* [DOCUMENT EXTRACT]:
On February 15-16 the fifth annual colloquium of the Theodore B. Guérard Lecture Series will address the role Classics plays in the Liberal Arts Tradition and the innovative ways it continues to challenge our contemporary world.
Monday, Feb. 15, 4:00 pm (Alumni Center SOEHHP): Dr. James Newhard, College of Charleston, has been engaged in archaeological research for over 20 years, taking leading roles on projects in the North America, Europe, and western Asia. His publications currently focus upon the use of GIS and geospatial modeling, landscape history, and the relationship between human and environmental agency, as well as the use of informatics and innovative methods to visualize and image the past. Title: “STEM vs. Humanities: The Betrayal of a False Dichotomy”
Monday, Feb. 15, 4:15 pm (Alumni Center SOEHHP): Dr. Noelle Zeiner-Carmichael , College of Charleston, teaches a variety of courses in classical literature, civilization, and material culture. She has published two books, a monograph on Statius’ Silvae and more recently an anthology of original translation of ancient Roman letters. Her current research focuses on Roman epistolary literature and also involves a new long-term project on Roman death-bed narrative. Title: “Lettering the Self: Fronto, Marcus Aurelius, and “Distance-Learning” in Ancient Rome”

* [JOB 1]:
Answer these questions using the colloquium announcement.
(a) Which annual colloquium of the Theodore B. Guérard Lecture Series does the announcement describe?
(b) For how many years has Dr. James Newhard been engaged in archaeological research?
(c) What is the subject of Dr. Noelle Zeiner-Carmichael's monograph?
* [JOB 2]: Proceed with the colloquium announcement, writing on from the end of its final entry.
The listing that follows the announcement was drawn from a separate source.

* [RECORD LIST]:
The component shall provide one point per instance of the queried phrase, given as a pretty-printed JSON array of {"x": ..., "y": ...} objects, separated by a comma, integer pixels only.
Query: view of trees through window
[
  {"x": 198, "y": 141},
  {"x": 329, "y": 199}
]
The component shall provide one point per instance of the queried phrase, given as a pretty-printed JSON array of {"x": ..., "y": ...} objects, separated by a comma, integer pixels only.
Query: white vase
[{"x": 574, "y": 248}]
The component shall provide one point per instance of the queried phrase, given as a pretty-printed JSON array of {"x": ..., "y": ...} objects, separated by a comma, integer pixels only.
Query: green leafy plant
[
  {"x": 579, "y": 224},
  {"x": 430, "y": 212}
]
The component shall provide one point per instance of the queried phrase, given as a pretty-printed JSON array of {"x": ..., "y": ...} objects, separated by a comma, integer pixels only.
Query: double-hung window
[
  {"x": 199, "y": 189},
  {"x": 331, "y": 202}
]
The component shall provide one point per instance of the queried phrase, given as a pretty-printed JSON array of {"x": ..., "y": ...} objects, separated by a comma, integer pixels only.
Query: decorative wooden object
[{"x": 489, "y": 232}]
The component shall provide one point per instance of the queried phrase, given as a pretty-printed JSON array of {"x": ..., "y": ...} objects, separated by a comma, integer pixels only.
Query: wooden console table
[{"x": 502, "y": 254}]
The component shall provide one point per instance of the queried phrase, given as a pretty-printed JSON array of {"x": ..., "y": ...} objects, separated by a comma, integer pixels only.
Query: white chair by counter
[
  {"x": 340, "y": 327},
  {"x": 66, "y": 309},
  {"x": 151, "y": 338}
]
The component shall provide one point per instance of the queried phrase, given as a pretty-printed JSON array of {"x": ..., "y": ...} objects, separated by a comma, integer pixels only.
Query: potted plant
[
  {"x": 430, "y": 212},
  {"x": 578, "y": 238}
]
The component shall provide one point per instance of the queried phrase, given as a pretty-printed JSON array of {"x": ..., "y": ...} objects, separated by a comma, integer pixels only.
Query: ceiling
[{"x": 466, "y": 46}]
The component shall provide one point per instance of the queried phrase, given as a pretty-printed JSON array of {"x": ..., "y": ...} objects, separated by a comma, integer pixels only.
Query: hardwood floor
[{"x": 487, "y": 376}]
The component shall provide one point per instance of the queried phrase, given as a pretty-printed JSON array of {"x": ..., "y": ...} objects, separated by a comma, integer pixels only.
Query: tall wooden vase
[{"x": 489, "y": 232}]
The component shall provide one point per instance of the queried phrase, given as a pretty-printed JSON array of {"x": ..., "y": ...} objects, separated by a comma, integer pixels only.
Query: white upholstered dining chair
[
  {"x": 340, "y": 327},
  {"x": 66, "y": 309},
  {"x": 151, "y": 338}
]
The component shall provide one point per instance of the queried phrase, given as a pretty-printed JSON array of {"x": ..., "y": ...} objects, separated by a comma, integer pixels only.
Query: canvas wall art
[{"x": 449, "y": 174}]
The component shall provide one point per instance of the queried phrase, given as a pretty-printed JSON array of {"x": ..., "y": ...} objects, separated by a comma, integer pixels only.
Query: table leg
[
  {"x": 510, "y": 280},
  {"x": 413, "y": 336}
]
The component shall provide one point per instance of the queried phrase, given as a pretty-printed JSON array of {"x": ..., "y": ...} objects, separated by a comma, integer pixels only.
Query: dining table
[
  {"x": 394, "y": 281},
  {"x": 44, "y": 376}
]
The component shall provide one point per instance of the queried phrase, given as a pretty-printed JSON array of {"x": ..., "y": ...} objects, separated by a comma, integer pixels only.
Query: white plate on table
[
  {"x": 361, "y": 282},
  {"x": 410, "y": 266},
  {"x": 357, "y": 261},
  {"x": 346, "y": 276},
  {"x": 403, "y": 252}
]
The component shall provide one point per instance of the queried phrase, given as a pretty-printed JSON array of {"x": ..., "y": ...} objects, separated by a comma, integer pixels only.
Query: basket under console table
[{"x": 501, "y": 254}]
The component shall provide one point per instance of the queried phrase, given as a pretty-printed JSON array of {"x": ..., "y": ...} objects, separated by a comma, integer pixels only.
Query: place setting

* [RESPONSE 1]:
(a) The fifth annual colloquium.
(b) Over 20 years.
(c) Statius' Silvae.

* [RESPONSE 2]:
Monday, Feb. 15, 7:00 pm (Simons Center 309): Dr. Monica Cyrino (University of New Mexico), an award winning educator, is one of the leading scholars on Classics in popular culture and film. In addition to numerous articles, she is the editor of two volumes on the HBO series “Rome,” She is also the editor of Screening Love and Sex in the Ancient World (2013) and co-editor of Classical Myth on Screen (2015). Her literary research centers on eros in ancient Greece, including the books, In Pandora’s Jar: Lovesickness in Early Greek Poetry (1995), and Aphrodite: Greek Goddess of Love (2010). Title: “A Roman in Kyoto: Empire Nostalgia in Takeushi Hideki’s Thermae Romae (2012)”
Tuesday, Feb. 16, 4:00 pm (Alumni Center SOEHHP): Dr. Tim Johnson, College of Charleston, has published extensively on the politics of poetry, including his most recent book, Horace’s Iambic Criticism: Casting Blame. He served as editor for Religious Studies Review and the special issue Homer for Classical World. He also was the principal originator of the on-line Ph.D. program in Classics at the University of Florida. Title: “Community and Liberal Arts: Locating the “Live” in the “Reproduced”
Tuesday, Feb. 16, 5:00 pm (Alumni Center SOEHHP): Dr. James O’Donnell (University Librarian, Arizona State University) has been engaged in digital innovation in education for almost 25 years. He has served as Provost and Professor of Classics at Georgetown University for a decade, after a career at Bryn Mawr, Cornell, and the University of Pennsylvania. He is a fellow of the Medieval Academy of America and served as president of the American Philological Association. He was a pioneer in the study of late antiquity, including “Avatars of the Word: From Papyrus to Cyberspace” (1998), “Augustine: A New Biography” (2005), and “The Ruin of the Roman Empire” (2008). His new book, “Pagans,” was published by Harper Collins, 2015. Title: “Knowledge is a Verbal Noun”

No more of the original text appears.